:: Document segment ::
*** Block opens ***
Pelham, NH – Over the last two weeks RecipeRelay has featured Mexican inspired dishes.  First there was Jessie’s Fall Harvest Chilaquiles then Lauren’s rich and flavorful Sopa de ajo (garlic soup).  This week, we are going to travel a bit further south to the South American country of Paraguay.  This is where my brother-in-law comes from and where his family still lives today (Nestor, say hello to everyone).  As an adventurous cook, I periodically attempt to re-create the dishes he remembers from home.  Over the years we’ve mastered one dish–creamy Kiveve (pronounced “key-vay-vay”), a sort of “pumpkin polenta” that is popular and traditional in Paraguay.  For this dish I will relay the queso fresco from Lauren’s recipe and I will continue the fall squash theme by using a sugar pumpkin.  In this post, I will show you how to enjoy Kiveve in three ways: as a vegetarian entrée, as a side dish, and as a dessert.
*** Block closes ***
:: Data excerpts ::
*** Block opens ***
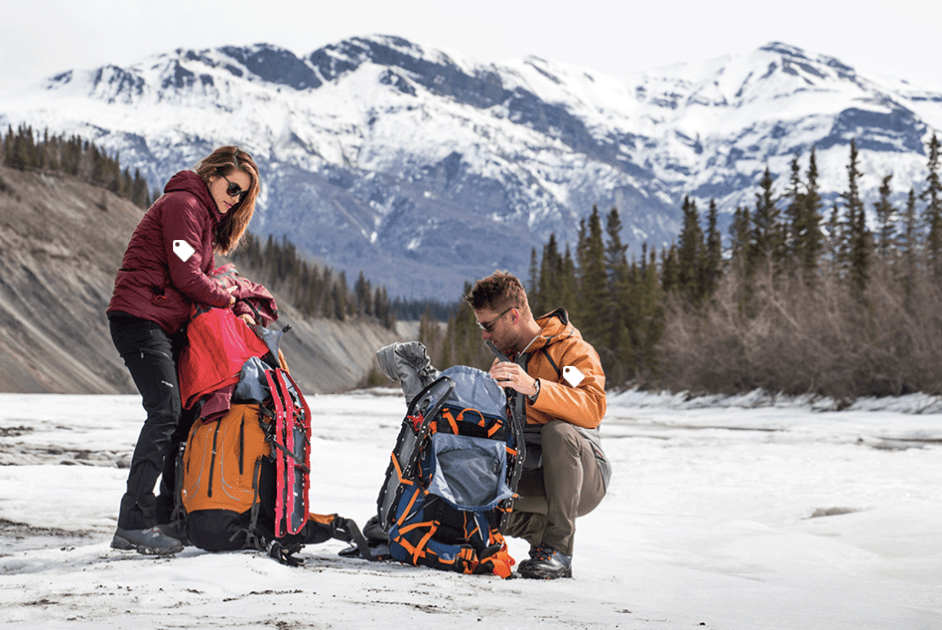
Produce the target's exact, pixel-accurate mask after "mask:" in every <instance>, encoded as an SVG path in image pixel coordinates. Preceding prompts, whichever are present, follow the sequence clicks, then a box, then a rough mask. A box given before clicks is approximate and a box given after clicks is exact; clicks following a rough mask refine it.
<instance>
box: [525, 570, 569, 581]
mask: <svg viewBox="0 0 942 630" xmlns="http://www.w3.org/2000/svg"><path fill="white" fill-rule="evenodd" d="M521 569H524V570H522V571H520V572H519V573H520V577H522V578H527V579H530V580H556V579H558V578H572V569H562V570H560V571H547V570H542V571H541V570H540V569H534V568H531V567H526V568H524V567H521Z"/></svg>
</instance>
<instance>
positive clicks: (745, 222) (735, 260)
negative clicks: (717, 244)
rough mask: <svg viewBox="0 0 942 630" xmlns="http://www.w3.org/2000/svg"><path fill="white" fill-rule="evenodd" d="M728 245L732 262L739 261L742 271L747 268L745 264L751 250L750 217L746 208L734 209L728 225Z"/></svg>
mask: <svg viewBox="0 0 942 630" xmlns="http://www.w3.org/2000/svg"><path fill="white" fill-rule="evenodd" d="M729 243H730V253H731V254H732V258H733V260H735V261H739V263H740V266H741V267H743V268H744V269H746V268H748V267H749V265H748V264H747V262H748V259H749V256H750V252H751V251H752V250H753V242H752V217H751V216H750V215H749V209H748V208H736V211H735V212H733V220H732V221H731V222H730V224H729Z"/></svg>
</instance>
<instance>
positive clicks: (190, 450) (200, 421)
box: [181, 404, 271, 514]
mask: <svg viewBox="0 0 942 630" xmlns="http://www.w3.org/2000/svg"><path fill="white" fill-rule="evenodd" d="M260 421H261V422H266V424H267V419H265V420H263V416H262V413H261V412H260V406H259V405H257V404H252V405H239V404H233V405H232V407H231V408H230V409H229V413H227V414H226V415H225V416H223V417H222V418H220V419H218V420H215V421H212V422H206V423H204V422H201V421H197V422H194V423H193V428H192V429H190V435H189V437H188V438H187V441H186V452H185V453H184V454H183V487H182V489H181V498H182V500H183V507H184V508H185V509H186V511H187V513H188V514H189V513H192V512H196V511H199V510H230V511H232V512H236V513H239V514H241V513H243V512H246V511H247V510H250V509H252V507H253V506H254V505H255V504H256V503H258V500H259V499H258V485H259V474H260V472H261V464H262V458H263V457H269V456H270V455H271V446H269V444H268V442H267V441H266V440H265V432H264V431H263V430H262V427H261V425H260V424H259V423H260Z"/></svg>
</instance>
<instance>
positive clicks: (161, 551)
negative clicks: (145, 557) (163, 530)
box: [111, 534, 183, 556]
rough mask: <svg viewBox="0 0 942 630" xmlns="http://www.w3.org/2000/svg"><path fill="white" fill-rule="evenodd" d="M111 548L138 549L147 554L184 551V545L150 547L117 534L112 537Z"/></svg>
mask: <svg viewBox="0 0 942 630" xmlns="http://www.w3.org/2000/svg"><path fill="white" fill-rule="evenodd" d="M111 548H112V549H120V550H121V551H136V552H138V553H140V554H143V555H145V556H172V555H174V554H176V553H179V552H181V551H183V545H180V546H179V547H176V546H175V547H150V546H148V545H135V544H134V543H132V542H131V541H130V540H128V539H127V538H124V537H123V536H118V535H117V534H115V536H114V538H112V539H111Z"/></svg>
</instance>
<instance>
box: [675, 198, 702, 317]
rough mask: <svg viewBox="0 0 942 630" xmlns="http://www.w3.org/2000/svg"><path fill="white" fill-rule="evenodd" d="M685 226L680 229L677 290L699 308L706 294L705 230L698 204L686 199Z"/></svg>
mask: <svg viewBox="0 0 942 630" xmlns="http://www.w3.org/2000/svg"><path fill="white" fill-rule="evenodd" d="M681 210H682V212H683V225H682V227H681V229H680V237H679V241H680V245H679V247H678V249H677V290H678V291H679V292H680V294H681V295H682V296H683V298H684V300H685V301H686V302H687V304H690V305H692V306H697V305H699V304H700V302H701V300H702V298H703V295H704V293H705V290H704V289H705V287H704V278H703V273H702V272H703V260H704V257H705V256H704V250H705V247H704V243H703V230H702V229H700V217H699V215H698V214H697V203H696V202H695V201H692V200H691V199H690V197H687V196H685V197H684V204H683V207H682V208H681Z"/></svg>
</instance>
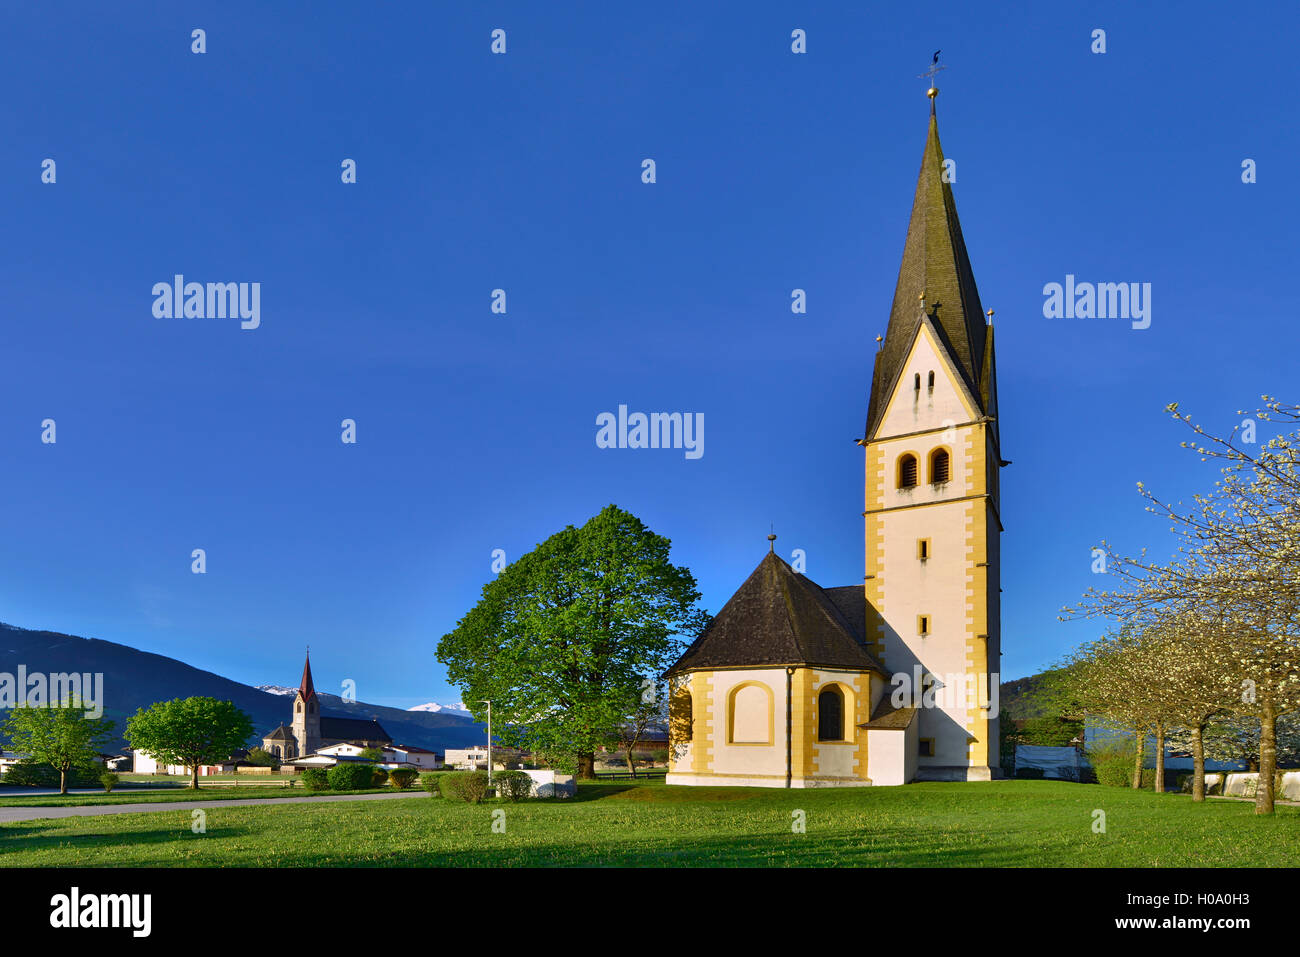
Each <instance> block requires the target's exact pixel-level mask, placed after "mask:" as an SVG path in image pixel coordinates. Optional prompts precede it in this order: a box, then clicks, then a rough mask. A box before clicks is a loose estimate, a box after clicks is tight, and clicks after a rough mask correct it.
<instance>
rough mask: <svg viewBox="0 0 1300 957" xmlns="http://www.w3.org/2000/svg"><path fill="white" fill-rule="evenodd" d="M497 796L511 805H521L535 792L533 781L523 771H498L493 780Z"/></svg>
mask: <svg viewBox="0 0 1300 957" xmlns="http://www.w3.org/2000/svg"><path fill="white" fill-rule="evenodd" d="M493 785H494V787H495V788H497V794H498V796H499V797H504V798H506V800H507V801H510V802H511V804H519V802H520V801H523V800H524V798H525V797H528V796H529V794H530V793H532V791H533V779H532V778H529V776H528V775H526V774H524V772H523V771H498V772H497V775H495V776H494V778H493Z"/></svg>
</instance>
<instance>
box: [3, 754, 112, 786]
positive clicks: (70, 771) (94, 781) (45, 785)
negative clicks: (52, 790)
mask: <svg viewBox="0 0 1300 957" xmlns="http://www.w3.org/2000/svg"><path fill="white" fill-rule="evenodd" d="M103 772H104V768H103V767H99V766H98V765H96V766H95V767H74V768H73V770H72V771H69V772H68V787H69V788H95V787H103V781H100V779H99V776H100V775H101V774H103ZM4 783H5V784H17V785H19V787H25V788H57V787H59V771H56V770H55V768H52V767H51V766H49V765H39V763H36V762H35V761H31V759H30V758H29V759H25V761H19V762H18V763H17V765H10V766H9V770H8V771H5V772H4Z"/></svg>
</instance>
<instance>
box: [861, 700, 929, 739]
mask: <svg viewBox="0 0 1300 957" xmlns="http://www.w3.org/2000/svg"><path fill="white" fill-rule="evenodd" d="M915 714H917V709H915V707H894V706H893V705H892V703H889V696H888V694H887V696H885V697H883V698H880V703H879V705H876V710H875V714H872V715H871V720H870V722H867V723H866V724H859V726H858V727H859V728H871V729H872V731H905V729H906V728H907V726H909V724H911V718H913V715H915Z"/></svg>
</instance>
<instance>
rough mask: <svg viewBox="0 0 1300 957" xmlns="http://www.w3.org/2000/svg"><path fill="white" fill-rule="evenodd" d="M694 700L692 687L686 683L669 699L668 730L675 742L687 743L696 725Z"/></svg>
mask: <svg viewBox="0 0 1300 957" xmlns="http://www.w3.org/2000/svg"><path fill="white" fill-rule="evenodd" d="M694 710H695V709H694V702H693V701H692V700H690V689H689V688H686V687H685V685H684V687H681V688H679V689H677V690H675V692H673V693H672V697H671V698H669V700H668V732H669V735H671V737H672V741H673V744H686V742H688V741H690V737H692V735H693V732H694V727H695V714H694Z"/></svg>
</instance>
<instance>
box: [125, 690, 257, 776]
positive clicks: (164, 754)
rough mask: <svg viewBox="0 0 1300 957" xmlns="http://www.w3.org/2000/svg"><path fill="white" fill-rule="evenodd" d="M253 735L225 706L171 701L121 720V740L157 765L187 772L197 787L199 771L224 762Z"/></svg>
mask: <svg viewBox="0 0 1300 957" xmlns="http://www.w3.org/2000/svg"><path fill="white" fill-rule="evenodd" d="M251 736H252V719H250V718H248V715H247V714H244V713H243V711H240V710H239V709H238V707H235V706H234V705H233V703H231V702H229V701H220V700H217V698H204V697H195V698H174V700H172V701H157V702H155V703H152V705H149V706H148V707H147V709H144V707H142V709H140V710H139V711H136V713H135V714H134V715H133V716H131V718H127V720H126V740H127V741H129V742H130V745H131V748H134V749H135V750H138V752H147V753H148V754H149V755H152V757H153V758H155V759H157V762H159V763H160V765H183V766H185V767H188V768H190V787H191V788H198V787H199V766H200V765H207V763H211V762H214V761H225V759H226V758H229V757H230V754H231V753H233V752H234V750H237V749H239V748H243V746H244V744H246V742H247V741H248V739H250V737H251Z"/></svg>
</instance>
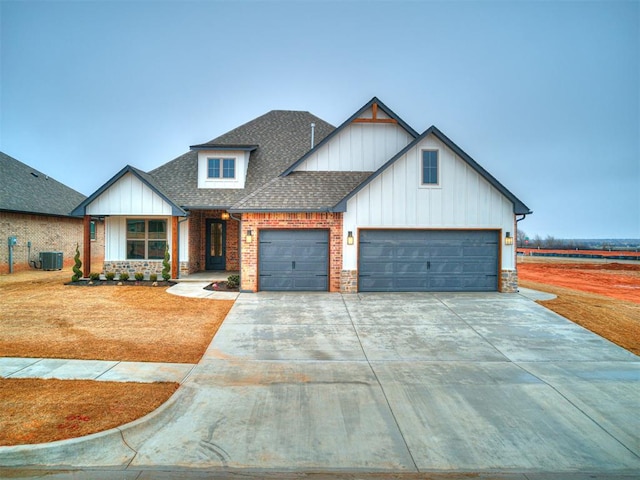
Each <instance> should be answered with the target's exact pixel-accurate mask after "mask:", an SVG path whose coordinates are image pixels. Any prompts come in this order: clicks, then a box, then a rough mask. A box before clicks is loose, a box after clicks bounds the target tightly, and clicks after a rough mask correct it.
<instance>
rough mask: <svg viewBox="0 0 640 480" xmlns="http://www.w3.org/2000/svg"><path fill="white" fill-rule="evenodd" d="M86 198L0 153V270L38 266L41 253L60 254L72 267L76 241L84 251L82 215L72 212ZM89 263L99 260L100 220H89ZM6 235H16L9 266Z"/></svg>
mask: <svg viewBox="0 0 640 480" xmlns="http://www.w3.org/2000/svg"><path fill="white" fill-rule="evenodd" d="M85 198H86V197H85V196H84V195H82V194H81V193H78V192H76V191H75V190H73V189H71V188H69V187H67V186H65V185H63V184H62V183H60V182H58V181H56V180H54V179H53V178H51V177H49V176H47V175H46V174H44V173H42V172H40V171H38V170H35V169H33V168H31V167H30V166H28V165H25V164H24V163H22V162H20V161H18V160H16V159H15V158H12V157H10V156H9V155H5V154H4V153H1V152H0V240H1V241H2V245H3V246H2V247H1V248H0V274H5V273H9V272H10V271H11V270H13V272H19V271H21V270H28V269H32V268H36V267H40V266H41V264H40V261H39V259H40V252H62V258H63V268H66V267H70V266H72V265H73V256H74V255H75V250H76V245H79V247H80V251H83V249H84V239H83V231H84V228H83V218H82V217H72V216H71V215H70V213H71V210H73V208H74V207H75V206H77V205H78V203H79V202H81V201H82V200H84V199H85ZM90 221H91V222H92V224H90V229H91V233H92V235H91V236H92V237H93V239H92V240H91V244H92V249H91V251H92V253H93V263H94V264H95V265H96V266H97V265H98V264H101V263H102V259H103V255H104V223H103V222H102V221H97V220H90ZM9 237H15V239H16V245H14V246H13V248H12V252H11V256H12V261H13V265H12V267H13V268H11V266H10V265H9V256H10V252H9Z"/></svg>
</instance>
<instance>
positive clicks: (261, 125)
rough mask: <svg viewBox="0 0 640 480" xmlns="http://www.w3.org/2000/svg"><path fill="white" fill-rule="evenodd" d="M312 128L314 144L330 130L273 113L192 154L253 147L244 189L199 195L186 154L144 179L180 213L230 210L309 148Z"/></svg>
mask: <svg viewBox="0 0 640 480" xmlns="http://www.w3.org/2000/svg"><path fill="white" fill-rule="evenodd" d="M311 123H315V140H316V143H318V142H320V141H322V139H323V138H324V137H326V136H327V135H328V134H329V133H331V132H332V131H333V130H334V128H335V127H333V126H332V125H330V124H329V123H327V122H325V121H324V120H322V119H320V118H318V117H316V116H315V115H312V114H311V113H309V112H300V111H287V110H273V111H271V112H268V113H266V114H264V115H262V116H260V117H258V118H256V119H254V120H251V121H250V122H248V123H245V124H244V125H241V126H240V127H237V128H235V129H233V130H231V131H229V132H227V133H225V134H224V135H221V136H219V137H217V138H214V139H213V140H211V141H210V142H206V143H203V144H200V145H197V146H194V148H197V149H202V148H207V147H211V148H216V147H220V146H224V145H229V146H234V145H235V146H238V145H240V146H256V145H257V148H256V149H255V150H253V151H252V152H251V155H250V157H249V168H248V171H247V179H246V182H245V188H244V189H198V168H197V165H198V153H197V151H190V152H188V153H185V154H184V155H181V156H180V157H178V158H176V159H174V160H172V161H170V162H168V163H166V164H164V165H162V166H160V167H158V168H156V169H155V170H151V171H150V172H149V174H150V175H151V176H152V177H153V178H154V179H155V180H156V182H157V184H158V185H159V186H160V187H161V188H162V190H163V191H164V192H166V193H167V195H169V196H170V197H171V199H173V200H174V201H175V202H176V203H177V204H178V205H180V206H182V207H184V208H216V207H225V208H226V207H229V206H231V205H233V204H234V203H236V202H238V201H239V200H240V199H242V198H243V197H246V196H247V195H251V194H252V193H253V192H255V191H256V190H257V189H258V188H261V187H263V186H264V185H265V184H266V183H267V182H269V181H270V180H272V179H273V178H275V177H277V176H278V175H279V174H280V173H282V172H283V171H284V170H285V169H286V168H287V167H288V166H289V165H291V164H292V163H294V162H295V161H296V160H298V159H299V158H300V157H301V156H302V155H304V154H305V153H306V152H307V151H308V150H309V149H310V148H311V143H310V142H311Z"/></svg>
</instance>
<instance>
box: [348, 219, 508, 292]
mask: <svg viewBox="0 0 640 480" xmlns="http://www.w3.org/2000/svg"><path fill="white" fill-rule="evenodd" d="M498 239H499V236H498V232H497V231H484V230H481V231H467V230H442V231H440V230H362V231H361V232H360V250H359V266H358V277H359V278H358V287H359V290H360V291H362V292H403V291H404V292H436V291H441V292H460V291H465V292H471V291H476V292H479V291H495V290H497V289H498Z"/></svg>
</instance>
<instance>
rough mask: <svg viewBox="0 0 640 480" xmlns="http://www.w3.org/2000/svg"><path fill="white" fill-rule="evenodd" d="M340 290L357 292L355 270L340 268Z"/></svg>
mask: <svg viewBox="0 0 640 480" xmlns="http://www.w3.org/2000/svg"><path fill="white" fill-rule="evenodd" d="M340 291H341V292H342V293H358V271H357V270H342V272H341V273H340Z"/></svg>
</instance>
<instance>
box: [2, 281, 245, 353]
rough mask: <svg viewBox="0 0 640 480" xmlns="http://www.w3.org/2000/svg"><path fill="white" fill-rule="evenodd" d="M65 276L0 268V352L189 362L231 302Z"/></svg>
*** Block closes ***
:: What to do ::
[1] Reproduce everything in the entries from their start down to the line containing "box: [525, 570, 569, 581]", including both ends and omitting the pictures.
[2] Carry on writing the post about Paraguayan Kiveve from where it stops.
The post about Kiveve and the entries are unrelated material.

:: Answers by task ::
[1]
Produce the target's exact, pixel-accurate mask after "mask:" in every <instance>, encoded as an SVG path in image pixel coordinates. Preceding prompts, whichever are present, follow the sequence clicks, then a box, then a rough mask. A box given before clicks is approximate and a box given after clicks is exact; clicks following a rough mask refine it.
<instance>
box: [525, 570, 569, 581]

[2]
As a general rule, we don’t hear much about the country of Paraguay.  Although the country is making great strides in recent years, Paraguay remains the poorest and most underdeveloped country in South America; a landlocked country bordered by Brazil, Argentina, and Bolivia.  Nestor’s family lives in Asunción, the capital and largest city in Paraguay.  Growing up, Nestor’s mother would make Kiveve three to four times per month serving it exclusively as a mid-afternoon (post lunch) dessert.  Other published recipes of the region call for Kiveve to be served as a side dish to accompany grilled meats–a huge part of the Paraguayan diet.  If you’ve ever eaten at a Brazilian Churrascaria, then you have a fair sense of the food culture of Paraguay.